>> Start

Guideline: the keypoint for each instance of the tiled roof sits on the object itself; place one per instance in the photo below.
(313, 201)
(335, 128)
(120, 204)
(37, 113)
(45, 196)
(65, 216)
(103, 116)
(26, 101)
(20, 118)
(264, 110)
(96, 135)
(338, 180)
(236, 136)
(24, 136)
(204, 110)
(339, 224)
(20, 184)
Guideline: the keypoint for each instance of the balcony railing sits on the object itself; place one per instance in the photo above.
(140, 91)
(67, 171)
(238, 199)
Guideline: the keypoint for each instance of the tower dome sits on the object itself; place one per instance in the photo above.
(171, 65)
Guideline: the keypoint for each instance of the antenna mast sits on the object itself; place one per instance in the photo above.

>> End

(Goal)
Add 124 to both numbers in every coordinate pair, then write out all the lines above again, including the ones with no coordinates.

(Problem solution)
Guideline: the keypoint for each instance of the tiled roof sits on the object itself; place one per instance in the photo below.
(437, 325)
(459, 252)
(244, 328)
(161, 237)
(169, 320)
(189, 340)
(227, 240)
(150, 225)
(144, 242)
(388, 234)
(220, 259)
(462, 304)
(360, 260)
(148, 260)
(328, 234)
(463, 348)
(144, 308)
Guideline: the keypoint for each instance of the balcony railing sits on the object itself; place one per instance in the photo above.
(264, 215)
(191, 295)
(362, 323)
Guideline: the keypoint for each instance of the tower dome sits on the object itself; place one per instance in the photo above.
(295, 189)
Guideline: the keypoint for each instance of the antenna mast sits on the object itself; place one per instance in the photo above.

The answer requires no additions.